> [Required task]
Which lines contain the word "every" with its case matched exactly? List each of them in full.

> [Data]
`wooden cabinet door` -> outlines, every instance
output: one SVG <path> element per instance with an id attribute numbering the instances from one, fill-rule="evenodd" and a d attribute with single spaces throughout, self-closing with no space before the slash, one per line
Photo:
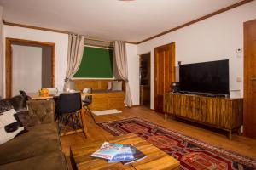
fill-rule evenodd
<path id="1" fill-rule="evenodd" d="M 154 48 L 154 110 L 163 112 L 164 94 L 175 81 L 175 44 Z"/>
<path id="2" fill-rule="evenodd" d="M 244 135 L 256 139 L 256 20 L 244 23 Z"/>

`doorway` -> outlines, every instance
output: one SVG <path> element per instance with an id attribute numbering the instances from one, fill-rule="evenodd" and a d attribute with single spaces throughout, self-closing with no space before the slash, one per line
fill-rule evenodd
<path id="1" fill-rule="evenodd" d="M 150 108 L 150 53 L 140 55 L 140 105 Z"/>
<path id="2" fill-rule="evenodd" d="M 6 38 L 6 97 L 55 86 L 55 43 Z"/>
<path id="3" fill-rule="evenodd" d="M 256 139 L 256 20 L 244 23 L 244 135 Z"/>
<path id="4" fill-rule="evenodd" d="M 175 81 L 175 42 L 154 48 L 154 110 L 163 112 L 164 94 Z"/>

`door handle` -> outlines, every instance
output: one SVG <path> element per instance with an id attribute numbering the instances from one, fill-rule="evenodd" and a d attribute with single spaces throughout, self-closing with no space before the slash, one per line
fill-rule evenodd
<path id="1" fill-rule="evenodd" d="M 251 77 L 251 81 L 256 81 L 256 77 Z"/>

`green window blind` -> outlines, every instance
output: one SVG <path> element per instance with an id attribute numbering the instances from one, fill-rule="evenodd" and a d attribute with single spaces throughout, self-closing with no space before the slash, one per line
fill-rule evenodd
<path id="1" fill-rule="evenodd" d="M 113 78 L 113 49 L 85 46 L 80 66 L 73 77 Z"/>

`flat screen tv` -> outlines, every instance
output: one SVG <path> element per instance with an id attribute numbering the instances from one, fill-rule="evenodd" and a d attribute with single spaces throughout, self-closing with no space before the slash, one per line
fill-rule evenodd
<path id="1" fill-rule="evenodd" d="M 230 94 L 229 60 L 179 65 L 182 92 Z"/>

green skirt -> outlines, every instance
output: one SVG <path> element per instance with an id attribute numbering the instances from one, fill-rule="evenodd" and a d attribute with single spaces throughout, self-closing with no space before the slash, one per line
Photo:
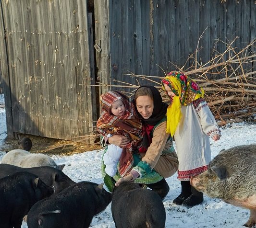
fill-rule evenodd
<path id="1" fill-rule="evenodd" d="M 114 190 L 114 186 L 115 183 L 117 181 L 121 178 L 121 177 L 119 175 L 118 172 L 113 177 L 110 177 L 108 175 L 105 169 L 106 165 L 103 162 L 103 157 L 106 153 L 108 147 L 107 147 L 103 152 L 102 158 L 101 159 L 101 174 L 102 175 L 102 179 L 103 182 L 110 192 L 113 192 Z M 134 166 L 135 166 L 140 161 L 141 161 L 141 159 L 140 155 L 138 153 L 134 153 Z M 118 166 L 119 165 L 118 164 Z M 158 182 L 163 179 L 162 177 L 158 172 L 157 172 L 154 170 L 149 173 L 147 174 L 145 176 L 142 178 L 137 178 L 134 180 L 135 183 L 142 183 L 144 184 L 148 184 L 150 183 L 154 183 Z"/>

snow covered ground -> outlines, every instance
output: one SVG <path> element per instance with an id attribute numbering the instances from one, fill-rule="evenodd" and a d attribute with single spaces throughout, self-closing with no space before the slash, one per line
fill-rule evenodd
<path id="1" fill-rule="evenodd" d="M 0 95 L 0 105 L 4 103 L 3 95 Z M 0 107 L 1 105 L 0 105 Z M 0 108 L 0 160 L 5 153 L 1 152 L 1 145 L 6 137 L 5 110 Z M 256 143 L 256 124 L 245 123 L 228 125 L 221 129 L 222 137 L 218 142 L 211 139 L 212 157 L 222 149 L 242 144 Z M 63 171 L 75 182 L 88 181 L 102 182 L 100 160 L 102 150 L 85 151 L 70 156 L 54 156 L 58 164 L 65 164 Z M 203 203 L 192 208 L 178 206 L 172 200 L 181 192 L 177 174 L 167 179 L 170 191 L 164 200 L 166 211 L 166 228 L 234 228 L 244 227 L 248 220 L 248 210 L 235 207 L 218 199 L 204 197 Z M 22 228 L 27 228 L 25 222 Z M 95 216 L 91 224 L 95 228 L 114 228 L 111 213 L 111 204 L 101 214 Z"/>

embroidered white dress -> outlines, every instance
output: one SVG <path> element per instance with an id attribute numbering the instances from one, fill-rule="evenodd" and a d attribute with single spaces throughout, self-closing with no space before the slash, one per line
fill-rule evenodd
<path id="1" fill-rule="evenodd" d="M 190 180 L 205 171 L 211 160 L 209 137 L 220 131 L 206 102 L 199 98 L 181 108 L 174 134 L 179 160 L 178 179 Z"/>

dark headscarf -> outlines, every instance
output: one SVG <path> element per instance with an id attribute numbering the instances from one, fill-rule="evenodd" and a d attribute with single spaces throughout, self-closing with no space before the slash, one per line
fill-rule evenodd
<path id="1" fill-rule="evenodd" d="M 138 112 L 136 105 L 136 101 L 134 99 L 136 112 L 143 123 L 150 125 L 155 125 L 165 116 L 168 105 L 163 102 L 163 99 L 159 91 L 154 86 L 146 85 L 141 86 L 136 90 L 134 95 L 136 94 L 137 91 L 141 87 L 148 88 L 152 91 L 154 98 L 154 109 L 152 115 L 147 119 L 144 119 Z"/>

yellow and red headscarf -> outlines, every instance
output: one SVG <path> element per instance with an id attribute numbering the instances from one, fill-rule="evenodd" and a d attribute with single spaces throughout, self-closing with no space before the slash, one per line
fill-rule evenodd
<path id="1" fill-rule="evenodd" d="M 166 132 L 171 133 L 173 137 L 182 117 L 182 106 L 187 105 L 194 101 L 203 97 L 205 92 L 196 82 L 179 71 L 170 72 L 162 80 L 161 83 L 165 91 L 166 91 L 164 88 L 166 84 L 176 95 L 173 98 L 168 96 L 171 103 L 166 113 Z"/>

> [Exercise answer]
`wooden cabinet door` -> outlines, every instance
`doorway` -> outlines, every instance
`door handle` -> outlines, every instance
`green window blind` -> outlines, every instance
`flat screen tv` -> outlines, every instance
green skirt -> outlines, every instance
snow covered ground -> outlines, every instance
embroidered white dress -> outlines, every instance
dark headscarf -> outlines, every instance
yellow and red headscarf -> outlines, every instance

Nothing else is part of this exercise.